● WHAT TO WORK ON: Copy the data below and substitute "vial" for each "test tube", changing nothing else.

======

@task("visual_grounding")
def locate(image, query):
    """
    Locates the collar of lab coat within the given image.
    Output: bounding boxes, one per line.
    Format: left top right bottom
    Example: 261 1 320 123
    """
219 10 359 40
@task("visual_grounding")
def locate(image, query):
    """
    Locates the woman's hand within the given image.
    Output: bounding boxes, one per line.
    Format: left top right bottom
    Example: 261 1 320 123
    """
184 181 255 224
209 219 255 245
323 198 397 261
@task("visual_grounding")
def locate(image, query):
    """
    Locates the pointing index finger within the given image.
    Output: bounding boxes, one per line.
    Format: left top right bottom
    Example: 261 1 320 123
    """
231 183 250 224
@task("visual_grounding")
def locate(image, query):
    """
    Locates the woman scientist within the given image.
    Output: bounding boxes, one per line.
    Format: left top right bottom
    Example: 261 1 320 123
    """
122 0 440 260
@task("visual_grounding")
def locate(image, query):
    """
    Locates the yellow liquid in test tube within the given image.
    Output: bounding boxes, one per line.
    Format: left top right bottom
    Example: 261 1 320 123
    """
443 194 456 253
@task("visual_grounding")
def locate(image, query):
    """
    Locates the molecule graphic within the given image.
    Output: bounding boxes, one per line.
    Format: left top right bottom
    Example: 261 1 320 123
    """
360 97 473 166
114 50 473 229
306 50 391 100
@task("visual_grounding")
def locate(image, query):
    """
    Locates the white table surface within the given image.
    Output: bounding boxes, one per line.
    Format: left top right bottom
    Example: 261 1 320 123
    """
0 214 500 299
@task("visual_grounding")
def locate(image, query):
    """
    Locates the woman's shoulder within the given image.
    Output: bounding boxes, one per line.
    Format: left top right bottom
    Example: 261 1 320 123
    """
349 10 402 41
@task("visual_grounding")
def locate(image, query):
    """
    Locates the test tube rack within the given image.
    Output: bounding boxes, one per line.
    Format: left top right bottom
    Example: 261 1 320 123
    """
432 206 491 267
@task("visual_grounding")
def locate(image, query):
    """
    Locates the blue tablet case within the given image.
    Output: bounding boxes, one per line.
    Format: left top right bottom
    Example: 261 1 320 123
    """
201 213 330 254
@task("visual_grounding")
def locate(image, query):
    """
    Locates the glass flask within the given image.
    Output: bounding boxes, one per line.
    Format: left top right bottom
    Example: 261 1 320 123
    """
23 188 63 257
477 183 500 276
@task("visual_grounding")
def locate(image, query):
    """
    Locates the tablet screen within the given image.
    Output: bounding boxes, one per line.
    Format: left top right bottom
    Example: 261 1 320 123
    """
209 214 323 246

======

● WRITTEN ANSWER:
@task("visual_grounding")
def locate(image, query):
    """
    Locates the collar of lab coat within the given image.
    Output: bounding boxes, one per line.
    Format: left top right bottom
    Example: 261 1 320 123
    """
219 10 359 40
@task("visual_grounding")
def locate(image, query):
    """
    Locates the woman's hand within the given image.
    Output: bounding boxes, one per line.
    Format: left top right bottom
    Example: 261 1 320 123
    """
184 181 255 224
209 219 255 245
323 198 397 261
@task("visual_grounding")
def locate(image, query):
    """
    Locates the pointing index finger within the given image.
    Output: bounding boxes, one per line.
    Format: left top right bottom
    Example: 261 1 320 123
    """
231 183 250 224
@task("visual_grounding")
def locate(image, query):
    """
    Locates the woman scientist within the given image.
    Output: bounding boxes, one per line.
    Format: left top right bottom
    Example: 261 1 320 123
    """
122 0 440 260
@task("visual_grounding")
def locate(image, query):
    """
    Locates the yellow liquid in vial within the given image.
    Output: bounding boxes, one per line.
    Format: left top right bottom
    Example: 261 1 320 123
    """
443 194 456 253
@task("visual_grounding")
def locate(image, query):
    """
    Locates the molecule graphic within the given image.
    Output: bounding boxes, one per line.
    Format: left top right bottom
    Example: 261 1 320 123
    """
360 97 473 166
114 50 473 229
306 50 391 100
@task("visual_grounding")
def locate(image, query):
    """
    Locates the white table surface within the given image.
    Output: bounding boxes, one per line.
    Format: left top right bottom
    Example: 261 1 320 123
    """
0 214 500 299
@task("visual_grounding")
def locate(image, query):
    """
    Locates the woman's shoulder within the given image.
    Output: bounding boxes, one per line.
    Format: left top right bottom
    Example: 261 1 320 123
    """
349 10 402 41
@task("visual_grounding")
def locate(image, query):
    """
    Locates the vial rack within the given image.
    Output: bounding boxes, one per line.
    Format: left top right bottom
    Example: 261 1 320 123
    """
432 206 491 267
@task("visual_grounding")
def locate(image, query):
    """
    Locates the blue tablet case within the given image.
    Output: bounding boxes, one per line.
    Format: left top right bottom
    Example: 261 1 320 123
    """
201 213 330 254
@task("visual_grounding")
def locate(image, query):
    """
    Locates the glass flask within the given image.
    Output: bounding boxes, one per line.
    Format: left top right bottom
    Example: 261 1 320 123
    """
23 188 63 257
477 183 500 276
@task("visual_grounding")
def locate(image, query):
    """
    Locates the tablet screen within the given image.
    Output: bounding boxes, one per line.
    Format: left top right bottom
    Example: 261 1 320 123
    """
209 214 323 246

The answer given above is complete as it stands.